**** EXERCISE MATERIALS

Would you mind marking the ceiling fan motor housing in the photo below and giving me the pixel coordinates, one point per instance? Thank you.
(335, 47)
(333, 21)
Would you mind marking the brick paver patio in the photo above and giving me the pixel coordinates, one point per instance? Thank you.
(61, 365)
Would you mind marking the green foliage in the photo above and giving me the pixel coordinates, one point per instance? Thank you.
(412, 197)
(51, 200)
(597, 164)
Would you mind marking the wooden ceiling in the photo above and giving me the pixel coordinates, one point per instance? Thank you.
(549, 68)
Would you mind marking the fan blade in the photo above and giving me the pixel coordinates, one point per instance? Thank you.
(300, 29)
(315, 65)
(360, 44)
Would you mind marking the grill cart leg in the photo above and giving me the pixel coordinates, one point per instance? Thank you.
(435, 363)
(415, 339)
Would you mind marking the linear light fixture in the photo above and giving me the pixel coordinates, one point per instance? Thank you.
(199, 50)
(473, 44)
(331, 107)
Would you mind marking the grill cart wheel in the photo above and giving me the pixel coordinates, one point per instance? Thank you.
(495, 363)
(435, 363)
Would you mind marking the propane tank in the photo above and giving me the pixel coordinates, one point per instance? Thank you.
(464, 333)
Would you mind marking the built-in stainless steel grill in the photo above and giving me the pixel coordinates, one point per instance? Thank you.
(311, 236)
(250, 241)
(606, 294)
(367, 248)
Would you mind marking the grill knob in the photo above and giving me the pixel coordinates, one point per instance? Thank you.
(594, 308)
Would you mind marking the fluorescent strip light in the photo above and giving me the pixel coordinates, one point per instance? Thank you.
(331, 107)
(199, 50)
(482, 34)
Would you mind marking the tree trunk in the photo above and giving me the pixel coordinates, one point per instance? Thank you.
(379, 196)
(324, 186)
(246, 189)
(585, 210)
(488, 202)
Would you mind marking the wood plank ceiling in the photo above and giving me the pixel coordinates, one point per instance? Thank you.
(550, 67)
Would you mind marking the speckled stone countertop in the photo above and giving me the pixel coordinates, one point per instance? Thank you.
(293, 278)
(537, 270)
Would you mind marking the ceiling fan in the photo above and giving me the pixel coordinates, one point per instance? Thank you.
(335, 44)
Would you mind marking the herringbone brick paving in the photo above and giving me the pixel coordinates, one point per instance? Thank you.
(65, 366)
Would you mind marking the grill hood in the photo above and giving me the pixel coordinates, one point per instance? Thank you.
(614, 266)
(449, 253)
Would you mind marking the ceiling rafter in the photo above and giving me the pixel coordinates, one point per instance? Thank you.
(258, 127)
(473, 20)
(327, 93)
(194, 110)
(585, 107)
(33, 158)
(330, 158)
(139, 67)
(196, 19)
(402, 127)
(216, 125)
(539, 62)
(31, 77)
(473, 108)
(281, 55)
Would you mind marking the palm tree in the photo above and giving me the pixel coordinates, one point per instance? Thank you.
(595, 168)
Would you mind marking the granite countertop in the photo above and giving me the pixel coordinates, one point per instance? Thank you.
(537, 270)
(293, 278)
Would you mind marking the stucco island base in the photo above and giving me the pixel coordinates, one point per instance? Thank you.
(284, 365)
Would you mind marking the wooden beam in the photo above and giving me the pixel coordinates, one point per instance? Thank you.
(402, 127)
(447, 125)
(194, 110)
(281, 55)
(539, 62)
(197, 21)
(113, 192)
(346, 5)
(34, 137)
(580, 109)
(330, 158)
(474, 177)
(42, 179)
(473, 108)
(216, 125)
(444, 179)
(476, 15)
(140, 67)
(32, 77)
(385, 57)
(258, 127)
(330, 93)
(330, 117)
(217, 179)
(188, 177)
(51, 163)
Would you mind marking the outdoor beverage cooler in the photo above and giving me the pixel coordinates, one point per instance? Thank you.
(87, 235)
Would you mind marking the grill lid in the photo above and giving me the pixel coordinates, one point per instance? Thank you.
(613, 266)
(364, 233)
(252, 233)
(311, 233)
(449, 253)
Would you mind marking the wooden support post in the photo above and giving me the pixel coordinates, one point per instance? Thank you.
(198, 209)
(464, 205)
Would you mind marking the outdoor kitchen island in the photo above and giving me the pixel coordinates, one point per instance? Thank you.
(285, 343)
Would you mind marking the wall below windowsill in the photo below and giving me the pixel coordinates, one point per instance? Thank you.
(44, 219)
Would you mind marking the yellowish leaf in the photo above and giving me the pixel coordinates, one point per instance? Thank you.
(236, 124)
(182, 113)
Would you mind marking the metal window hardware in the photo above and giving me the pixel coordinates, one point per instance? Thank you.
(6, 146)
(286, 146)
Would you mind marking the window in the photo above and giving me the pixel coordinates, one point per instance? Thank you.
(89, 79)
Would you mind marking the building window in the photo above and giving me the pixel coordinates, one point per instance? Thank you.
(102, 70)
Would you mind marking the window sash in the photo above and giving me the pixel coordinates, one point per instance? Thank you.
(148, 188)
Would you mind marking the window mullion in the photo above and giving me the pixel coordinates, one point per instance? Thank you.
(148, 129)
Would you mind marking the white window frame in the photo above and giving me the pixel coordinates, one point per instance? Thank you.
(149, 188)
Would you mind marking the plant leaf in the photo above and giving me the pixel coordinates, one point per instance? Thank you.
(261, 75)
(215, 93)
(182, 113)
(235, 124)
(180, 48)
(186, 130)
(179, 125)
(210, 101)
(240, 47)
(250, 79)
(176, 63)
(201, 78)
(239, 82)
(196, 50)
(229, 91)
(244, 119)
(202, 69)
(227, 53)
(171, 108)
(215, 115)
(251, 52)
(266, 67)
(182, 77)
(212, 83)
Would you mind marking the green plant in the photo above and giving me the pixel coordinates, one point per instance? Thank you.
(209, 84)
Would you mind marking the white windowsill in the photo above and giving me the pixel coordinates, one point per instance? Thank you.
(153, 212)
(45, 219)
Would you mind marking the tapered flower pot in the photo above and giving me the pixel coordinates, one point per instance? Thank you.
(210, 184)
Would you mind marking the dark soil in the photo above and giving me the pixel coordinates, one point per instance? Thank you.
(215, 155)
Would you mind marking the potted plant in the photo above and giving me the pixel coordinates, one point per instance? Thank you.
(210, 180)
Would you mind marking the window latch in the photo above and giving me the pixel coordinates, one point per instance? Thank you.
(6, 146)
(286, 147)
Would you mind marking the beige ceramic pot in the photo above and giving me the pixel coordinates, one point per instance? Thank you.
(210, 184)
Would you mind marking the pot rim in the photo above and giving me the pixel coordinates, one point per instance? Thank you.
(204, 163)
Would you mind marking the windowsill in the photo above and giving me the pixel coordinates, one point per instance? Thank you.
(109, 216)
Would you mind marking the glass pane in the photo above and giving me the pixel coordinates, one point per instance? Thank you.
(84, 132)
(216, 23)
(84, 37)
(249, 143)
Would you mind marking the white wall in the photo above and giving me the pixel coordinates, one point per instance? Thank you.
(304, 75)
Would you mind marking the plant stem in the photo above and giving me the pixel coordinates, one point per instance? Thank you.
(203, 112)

********

▶ [WHAT YOU ARE ASKED TO DO] Output the whole listing above again, word for word.

▶ [REPLY TO THE EXERCISE]
Would you mind marking the ceiling fan motor housing in the photo below and giving me the pixel coordinates, one point per instance? Thank you.
(335, 47)
(333, 21)
Would you mind marking the brick paver patio in the photo above and giving me the pixel coordinates, one point per instance? Thank you.
(61, 365)
Would you mind marking the green foliage in the photo above and giving me the pixel coordinates, one point per instance? Thank you.
(412, 197)
(51, 200)
(597, 164)
Would you mind marking the wooden ceiling in the photo above and giving me the pixel coordinates, one point per instance? Thank you.
(549, 68)
Would you mind marking the fan blade in the photo above and giving me the pixel coordinates, one point per instance? Thank you.
(300, 29)
(315, 65)
(360, 44)
Would you mind marking the grill cart leg in the photo above and giving me the pixel coordinates, one point per instance? Thank you.
(435, 363)
(415, 339)
Would you mind marking the linear light fixture in the photo above and giving me the pixel coordinates, one point per instance? Thank you.
(199, 50)
(473, 44)
(331, 107)
Would you mind marking the grill cart wheel in the photo above and giving me the pixel coordinates, one point per instance? Thank you.
(495, 363)
(435, 363)
Would you mind marking the propane tank in the photo above and giving me the pixel coordinates, one point per instance? Thank you.
(464, 333)
Would you mind marking the built-in stainless steel grill in the photo above and giving me the pixel coordinates, one point per instance? Thank you.
(311, 236)
(250, 241)
(606, 294)
(367, 248)
Would you mind marking the grill knob in the photo above and giving me the pixel coordinates, one point per instance? Thank you.
(594, 308)
Would you mind marking the fluorescent strip light in the photo above and giving me the pixel coordinates, one point per instance? Thank you.
(331, 107)
(199, 50)
(482, 34)
Would you mind marking the tree trunk in the photo above and giving me the pixel coordinates, one point per instance? Thank you.
(379, 196)
(324, 186)
(246, 189)
(585, 210)
(488, 202)
Would you mind marking the wood plank ceiling in the photo above and giving me the pixel coordinates, one point per instance? Thank you.
(550, 67)
Would you mind marking the speckled stone countertop in the photo above and giving me the pixel coordinates, one point per instance? Thank you.
(293, 278)
(537, 270)
Would you mind marking the ceiling fan in the photo above and giving me the pixel coordinates, one point per instance? Thank you.
(335, 44)
Would you mind marking the herringbone brick paving in the photo above and giving me the pixel coordinates, one point per instance? Thank you.
(65, 366)
Would you mind marking the grill hood in the photo above and giving me the pixel coordinates, one point per instance? Thank you.
(614, 266)
(449, 253)
Would you mind marking the ceiling rafter in the photo above and giving me the pixel coordinates, one point per instance? Thank you.
(258, 127)
(473, 20)
(327, 93)
(194, 110)
(585, 107)
(33, 158)
(330, 158)
(139, 67)
(196, 19)
(402, 127)
(216, 125)
(539, 62)
(31, 77)
(473, 108)
(281, 55)
Would you mind marking the palm tree in the photo above and giving me the pixel coordinates, one point per instance? Thank you.
(595, 168)
Would you mind marking the granite countertop in the photo above and giving me the pixel coordinates, one point per instance? Thank you.
(537, 270)
(293, 278)
Would you mind marking the stucco island base in the photo above and giving me the pixel coordinates, one point per instance? Thank you.
(284, 365)
Would you mind marking the wooden beam in the photo above and giving me the pixel coordinates, one point per instance? Thank you.
(402, 127)
(447, 125)
(194, 110)
(281, 55)
(539, 62)
(197, 21)
(113, 192)
(346, 5)
(34, 137)
(580, 109)
(330, 158)
(474, 177)
(42, 179)
(473, 108)
(216, 125)
(444, 179)
(476, 15)
(140, 67)
(32, 77)
(385, 57)
(258, 127)
(330, 93)
(330, 117)
(217, 179)
(188, 177)
(51, 163)
Would you mind marking the outdoor beverage cooler in the photo above and giving me the pixel coordinates, one point per instance? Thank you.
(87, 235)
Would you mind marking the grill lid in the photo above and giving me the pixel coordinates, one point per instance? Thank you.
(613, 266)
(364, 233)
(252, 233)
(311, 233)
(449, 253)
Would you mind marking the wooden support post in the photo above and giving me the pixel coordinates, one point per instance? Thank you.
(198, 209)
(464, 205)
Would you mind marking the outdoor kitchen island in the photo above and giving me the pixel coordinates, one point per instance? Thank you.
(285, 343)
Would you mind marking the wall below windowsill in the photo below and giving me the pixel coordinates, one point per instance? Thank you.
(44, 219)
Would you mind marking the yellowish leaf in the photo above and giving me the pixel coordinates, one point per instance? Thank you.
(236, 124)
(182, 113)
Would you mind marking the metal window hardware in the photo above and giving me the pixel coordinates, one point per instance? Thank you.
(6, 146)
(286, 146)
Would you mind marking the window in the photo above and giving me the pixel coordinates, one point per instance? Thank you.
(89, 79)
Would you mind marking the building window in the photo above and giving me the pixel coordinates, one point per instance? Thank you.
(102, 70)
Would you mind marking the window sash in the photo above and giving me the pixel coordinates, one point per instance? Thank you.
(148, 188)
Would you mind marking the window mullion in the photo above and giving me the pixel coordinates, one point per instance? Thank you.
(148, 129)
Would you mind marking the white window frame in the photo above and giving me the pixel coordinates, one point per instance? Thank you.
(149, 188)
Would you mind marking the plant leaf in the photo above and giving me the pixel coordinates, one point per instance? Thank you.
(261, 75)
(215, 93)
(182, 113)
(235, 124)
(180, 48)
(186, 130)
(179, 125)
(210, 101)
(240, 47)
(250, 79)
(176, 63)
(201, 78)
(239, 82)
(196, 50)
(229, 91)
(244, 119)
(202, 69)
(227, 53)
(171, 108)
(215, 115)
(251, 52)
(266, 67)
(182, 77)
(212, 83)
Would you mind marking the green plant in the photo above and giving me the pixel coordinates, one point per instance? Thank you.
(209, 84)
Would you mind marking the white windowsill in the photo above and giving me the pixel coordinates, one point per instance? Thank you.
(153, 212)
(45, 219)
Would you mind marking the tapered flower pot in the photo above and giving me the pixel coordinates, one point per instance? Thank you.
(210, 184)
Would you mind marking the dark soil in the photo above and giving me the pixel coordinates, one point per instance? Thank you.
(215, 155)
Would you mind marking the potted plant in the photo above and giving me the pixel coordinates, one point per instance? Thank you.
(210, 180)
Would you mind marking the window latch in the photo above and giving me the pixel coordinates, one point per instance? Thank you.
(6, 146)
(286, 147)
Would you mind marking the beige ceramic pot in the photo above and giving me the pixel coordinates, one point per instance? Thank you.
(210, 184)
Would you mind marking the pot rim in the photo above and giving me the pixel coordinates, one point per instance? Thank you.
(204, 163)
Would you mind marking the windowsill in the photo above and giving me the pixel coordinates, one point per instance? Thank you.
(109, 216)
Would you mind marking the glass pane in the photo above and giving me the pixel coordinates, one point per instance? Thank you.
(84, 132)
(216, 23)
(84, 37)
(249, 143)
Would you mind marking the white wall in the photo above and giving me the pixel coordinates, one point per instance? Thank you.
(304, 75)
Would you mind marking the plant stem in the photo above and giving me the pixel coordinates, one point per instance? Thank you.
(203, 112)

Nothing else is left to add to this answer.